● **Short task a**
Report every line of the records that contains the string "front".

● **Article**
········

# Drug Cartels in Phoenix



## buzzy (Apr 14, 2009)

We were interested in exchanging to Marriott's Canyon Villas  in Phoenix in the fall and would like to see the sights in the area.  We are concerned about the drug cartel activity as of late and were wondering if it is a good idea to put it off for a year of two.  (I apologize if this subject has been covered already)..Thanks!


----------



## mav (Apr 14, 2009)

Well.... we are headed for Phoenix in May. We have an exchange into the Four Seasons Scottsdale and no way am I giving that up.


----------



## Red Rox (Apr 14, 2009)

Don't even think about delaying your vacation exchange. There is no reason to fear anything in PHX. Use reasonable caution, the same as you would in any place that you are not familiar with. If you are not attempting to buy drugs or smuggle an illegal alien in PHX, you will be entirely unaware of any dangerous environment around you. Have no fear.


----------



## mamadot (Apr 14, 2009)

You will be in a very upscale area of Scottsdale. Like any big city stay away from certain areas.  You will be now where near them. If concerned upon check in ask if there are areas you should not go to.

········

● **Task data**
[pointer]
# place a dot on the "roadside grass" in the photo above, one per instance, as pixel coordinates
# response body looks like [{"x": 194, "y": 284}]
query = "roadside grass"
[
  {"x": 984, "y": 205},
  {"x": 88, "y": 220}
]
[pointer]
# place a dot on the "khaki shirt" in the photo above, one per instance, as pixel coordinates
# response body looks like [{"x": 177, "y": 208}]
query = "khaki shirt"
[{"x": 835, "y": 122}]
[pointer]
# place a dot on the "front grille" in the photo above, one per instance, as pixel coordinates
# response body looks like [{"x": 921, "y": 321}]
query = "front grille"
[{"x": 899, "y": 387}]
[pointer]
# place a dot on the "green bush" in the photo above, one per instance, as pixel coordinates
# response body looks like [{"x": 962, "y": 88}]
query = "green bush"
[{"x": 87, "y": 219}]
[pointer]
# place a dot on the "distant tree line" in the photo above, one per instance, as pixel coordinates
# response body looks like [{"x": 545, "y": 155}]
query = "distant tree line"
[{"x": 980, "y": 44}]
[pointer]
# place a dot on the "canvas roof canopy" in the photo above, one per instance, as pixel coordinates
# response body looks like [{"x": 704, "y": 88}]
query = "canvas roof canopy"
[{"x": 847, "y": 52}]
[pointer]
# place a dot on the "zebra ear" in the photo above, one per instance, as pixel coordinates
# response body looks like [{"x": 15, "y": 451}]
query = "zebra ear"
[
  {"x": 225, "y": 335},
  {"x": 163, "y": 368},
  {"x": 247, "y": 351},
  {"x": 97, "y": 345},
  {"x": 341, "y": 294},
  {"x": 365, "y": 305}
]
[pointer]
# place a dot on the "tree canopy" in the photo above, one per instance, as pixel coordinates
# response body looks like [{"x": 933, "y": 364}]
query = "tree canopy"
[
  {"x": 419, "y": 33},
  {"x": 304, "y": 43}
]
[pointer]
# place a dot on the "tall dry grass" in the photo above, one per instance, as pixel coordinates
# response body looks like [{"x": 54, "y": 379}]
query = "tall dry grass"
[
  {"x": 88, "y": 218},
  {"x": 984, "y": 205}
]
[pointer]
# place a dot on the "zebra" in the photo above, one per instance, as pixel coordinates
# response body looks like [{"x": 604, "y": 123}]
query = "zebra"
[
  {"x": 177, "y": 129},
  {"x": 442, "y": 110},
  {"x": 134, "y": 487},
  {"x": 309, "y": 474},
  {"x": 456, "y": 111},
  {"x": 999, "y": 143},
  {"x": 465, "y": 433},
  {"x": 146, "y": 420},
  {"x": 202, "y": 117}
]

········

● **Short task b**
Answer these questions from the Phoenix thread:
(i) Which resort did buzzy want to exchange into?
(ii) In which month is mav headed for Phoenix?
(iii) What does mamadot suggest asking at check-in?

● **Correct response a**
# place a dot on the "front grille" in the photo above, one per instance, as pixel coordinates
query = "front grille"

● **Correct response b**
(i) Marriott's Canyon Villas in Phoenix
(ii) May
(iii) Whether there are areas you should not go to